Görevler
#1 Wegener'in Grönland çalışmalarını anlatan metinde "Alfred Wegener burada" ifadesinden "büyük saygının göstergesidir." ifadesine kadar olan bölümü kelimesi kelimesine aktarın.
#2 Wegener'in Grönland iklim projesine dair metni son cümlesinden sonrasıyla devam ettirin.

Kaynak metin parçası
□ □ □ □ □

Wegener hayatının son iki yılında dikkatini Grönland'ın iklimine çevirdi. 1920'lerin berbat ekonomisinde değerli araştırmacılara fon sağlamak için kurulan Alman Araştırma Fonları Komitesi, Wegener'e Grönland iklimini araştıracak mütevazi bir proje için destek verdi. Grönland'ın Avrupa iklimine etkisi ve özellikle Avrupa ve Kuzey Amerika arasındaki olası hava rotalarındaki konumu nedeniyle bu destek o günlerde önemli bir konuydu.
Alfred Wegener burada beklenmedik bir fırsat gördü. Komiteye yardımlarını Grönland'a kurulacak üç istasyonla iklimi gözlemlemenin yanı sıra buzul incelemelerini de kapsayacak çok daha büyük bir projeye genişletme önerisi sundu. Buzul araştırmaları buzun birikme hızı ölçümlerini içerecekti. Sunduğu öneri 500.000 Alman Markı (1929 kurlarıyla 45.000 mark, 125.000 ABD doları) gerektiriyordu. Bu o zamanlar çok büyük bir miktardı. Komite'nin talebe hızlıca fon sağlaması Wegener'e duyulan büyük saygının göstergesidir.

□ □ □ □ □

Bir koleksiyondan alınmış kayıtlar
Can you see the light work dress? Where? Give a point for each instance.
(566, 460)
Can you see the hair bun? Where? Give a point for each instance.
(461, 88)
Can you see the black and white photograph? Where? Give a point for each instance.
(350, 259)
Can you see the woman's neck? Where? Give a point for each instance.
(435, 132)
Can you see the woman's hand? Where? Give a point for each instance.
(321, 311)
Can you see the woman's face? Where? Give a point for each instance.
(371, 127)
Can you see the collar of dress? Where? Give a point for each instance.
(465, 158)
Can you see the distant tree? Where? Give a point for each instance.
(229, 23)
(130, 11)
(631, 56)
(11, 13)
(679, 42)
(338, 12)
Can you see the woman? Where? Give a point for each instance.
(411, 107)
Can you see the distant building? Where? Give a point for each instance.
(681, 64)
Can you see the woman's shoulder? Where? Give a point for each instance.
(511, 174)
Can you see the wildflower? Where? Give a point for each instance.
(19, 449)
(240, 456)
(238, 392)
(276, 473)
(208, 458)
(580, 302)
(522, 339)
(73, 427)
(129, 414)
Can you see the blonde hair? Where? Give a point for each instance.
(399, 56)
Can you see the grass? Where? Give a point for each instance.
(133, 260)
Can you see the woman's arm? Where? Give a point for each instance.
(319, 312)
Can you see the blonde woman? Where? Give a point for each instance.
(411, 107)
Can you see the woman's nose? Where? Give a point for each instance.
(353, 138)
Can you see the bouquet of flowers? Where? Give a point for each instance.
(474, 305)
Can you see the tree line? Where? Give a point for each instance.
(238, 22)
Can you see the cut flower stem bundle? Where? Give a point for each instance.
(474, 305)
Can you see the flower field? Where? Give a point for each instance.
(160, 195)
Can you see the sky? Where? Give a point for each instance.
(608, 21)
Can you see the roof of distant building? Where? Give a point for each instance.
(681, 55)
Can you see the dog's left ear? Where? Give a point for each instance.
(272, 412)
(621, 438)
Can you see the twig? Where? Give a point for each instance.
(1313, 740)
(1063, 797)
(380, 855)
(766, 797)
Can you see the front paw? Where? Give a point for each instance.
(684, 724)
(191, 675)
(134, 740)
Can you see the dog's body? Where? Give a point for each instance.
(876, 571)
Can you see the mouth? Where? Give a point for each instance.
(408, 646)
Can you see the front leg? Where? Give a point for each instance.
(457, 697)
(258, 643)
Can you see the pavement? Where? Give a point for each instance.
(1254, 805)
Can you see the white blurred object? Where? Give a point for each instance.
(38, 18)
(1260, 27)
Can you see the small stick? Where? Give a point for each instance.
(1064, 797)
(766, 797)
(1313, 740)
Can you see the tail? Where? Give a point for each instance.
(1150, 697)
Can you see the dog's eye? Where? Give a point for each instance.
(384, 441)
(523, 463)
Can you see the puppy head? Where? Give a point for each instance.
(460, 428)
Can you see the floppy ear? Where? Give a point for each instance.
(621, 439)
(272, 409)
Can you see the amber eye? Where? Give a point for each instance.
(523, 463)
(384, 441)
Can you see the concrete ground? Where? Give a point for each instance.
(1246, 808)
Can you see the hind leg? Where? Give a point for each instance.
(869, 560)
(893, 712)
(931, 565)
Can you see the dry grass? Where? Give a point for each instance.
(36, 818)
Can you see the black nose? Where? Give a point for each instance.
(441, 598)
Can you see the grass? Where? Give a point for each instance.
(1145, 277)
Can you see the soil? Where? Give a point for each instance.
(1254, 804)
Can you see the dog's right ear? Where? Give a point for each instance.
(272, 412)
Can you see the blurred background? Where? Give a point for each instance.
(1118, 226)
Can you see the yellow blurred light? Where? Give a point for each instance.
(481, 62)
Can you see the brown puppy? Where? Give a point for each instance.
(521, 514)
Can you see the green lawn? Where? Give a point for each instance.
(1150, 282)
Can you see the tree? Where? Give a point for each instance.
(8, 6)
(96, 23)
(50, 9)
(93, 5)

□ □ □ □ □

Görev yanıtları
#1
Alfred Wegener burada beklenmedik bir fırsat gördü. Komiteye yardımlarını Grönland'a kurulacak üç istasyonla iklimi gözlemlemenin yanı sıra buzul incelemelerini de kapsayacak çok daha büyük bir projeye genişletme önerisi sundu. Buzul araştırmaları buzun birikme hızı ölçümlerini içerecekti. Sunduğu öneri 500.000 Alman Markı (1929 kurlarıyla 45.000 mark, 125.000 ABD doları) gerektiriyordu. Bu o zamanlar çok büyük bir miktardı. Komite'nin talebe hızlıca fon sağlaması Wegener'e duyulan büyük saygının göstergesidir.

#2
Alfred Wegener'in Arktika'da Ölümü
Alfred Wegener 1929 yazında baş asistanını yanına alarak Grönland'ın batı kıyısında, aletlerin ve malzemelerin yukarı buzullara nakledilmesine uygun bir mevzi seçmek amacıyla keşif turuna çıktı. 1930 baharında Almanya'dan bir gemiyle işe aldıkları 20 adam, iki adet pervaneli kızak, tonlarca yiyecek ve alet edevat ile döndü.
Kamarujuk Fiyordunda buzun geç kırılması sebebiyle yükü boşaltmada altı haftalık gecikme yaşadılar. Kaybettikleri zamanı telafi etmek ve Grönland'ın ortasında, Eismitte (Orta-buz) adını verdikleri insanlı istasyonu kurabilmek için yaz boyunca çalıştılar. Kötü hava koşulları ve donanımların arızalanması merkez istasyonu tam anlamıyla hazırlamalarına izin vermedi. İki adam Eismitte'de çok odalı bir buz mağarası kazdılar ve hazırlıkların kalanını beklemek üzere buraya yerleştiler. Prefabrik yün kulübe ve kısa dalga radyosu gibi bazı elzem donanımlar asla Eismitte'ye varmadı, hem de gıda ve yakıt sıkıntısı vardı.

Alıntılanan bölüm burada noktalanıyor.